**Request**
Copy the listing below word for word, line by line, and leave the pictures out of your copy.

**Materials provided**

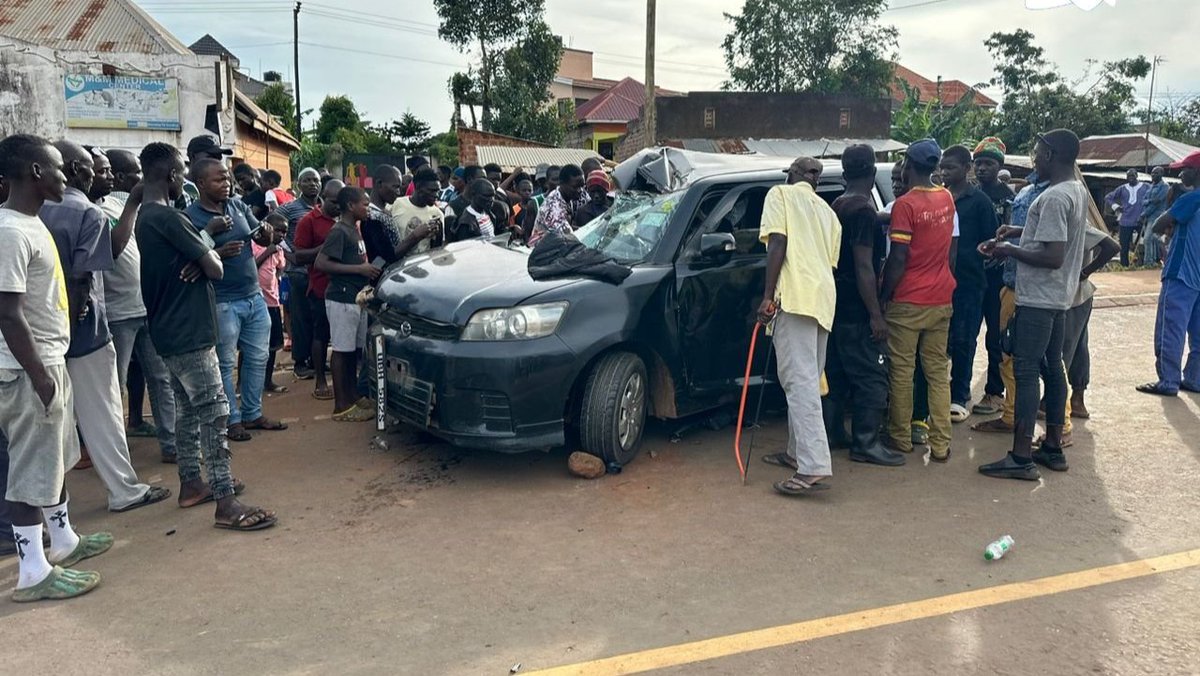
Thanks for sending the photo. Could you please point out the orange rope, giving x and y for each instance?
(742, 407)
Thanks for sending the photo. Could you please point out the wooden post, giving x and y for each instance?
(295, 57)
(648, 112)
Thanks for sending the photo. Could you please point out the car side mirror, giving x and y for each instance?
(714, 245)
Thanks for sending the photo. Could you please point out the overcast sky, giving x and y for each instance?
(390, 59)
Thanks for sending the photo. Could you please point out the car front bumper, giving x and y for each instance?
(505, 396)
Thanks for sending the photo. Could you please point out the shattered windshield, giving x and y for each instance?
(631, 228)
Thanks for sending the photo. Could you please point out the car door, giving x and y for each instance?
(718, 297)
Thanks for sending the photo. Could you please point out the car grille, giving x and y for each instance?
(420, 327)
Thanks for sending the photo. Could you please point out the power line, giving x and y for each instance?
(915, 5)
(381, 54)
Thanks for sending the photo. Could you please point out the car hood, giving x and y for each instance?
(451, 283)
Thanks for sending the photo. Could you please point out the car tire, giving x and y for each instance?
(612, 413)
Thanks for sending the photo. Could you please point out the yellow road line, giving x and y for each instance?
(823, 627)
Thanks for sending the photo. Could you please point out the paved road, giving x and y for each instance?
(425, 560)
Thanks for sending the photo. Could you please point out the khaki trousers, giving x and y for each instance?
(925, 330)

**Response to this task**
Thanks for sending the photo. Could you please point out the orange rope, giving x and y for each instance?
(742, 407)
Thanks for sending the photo. Could you please point out the wooden post, giving x and y for each instance?
(295, 57)
(648, 112)
Thanks for sending the photo. Could you please point out the car side mirror, giving x and y for each instance?
(714, 245)
Thanks for sending the photo. Could you please point out the overcast sky, giving x and y for each instance?
(390, 59)
Thanks for sending the photo. Could you please point out the car front bumper, giving x and y for each instance?
(505, 396)
Thanks for sending the photo. Could you please point out the shattered windshield, giving x and y for each instance?
(631, 228)
Thanks for sending the photo. Could you please point out the car door, giving x and y for each instance?
(718, 297)
Thanks for sending the photo. Could you please point out the car grille, giving x and y for each instance?
(420, 327)
Thanks for sending the photo. Could you please point out the power line, giving x and y for each instance?
(915, 5)
(381, 54)
Thanks for sending the photo. Could you please point out the car hood, giving x and y for each instance?
(451, 283)
Thanks for sending the photo. Could you please point out the car tire, giving x and y for each instance?
(612, 413)
Thanks for sending the photo. Could you please point out the yellow road line, giving x and y for each instance?
(823, 627)
Thanks for sending the photo. Could you please point out the paved road, giving x and y for each instance?
(425, 560)
Thanks for sending the photo. Could you please point out the khaki trousers, giving x and y for each instance?
(925, 330)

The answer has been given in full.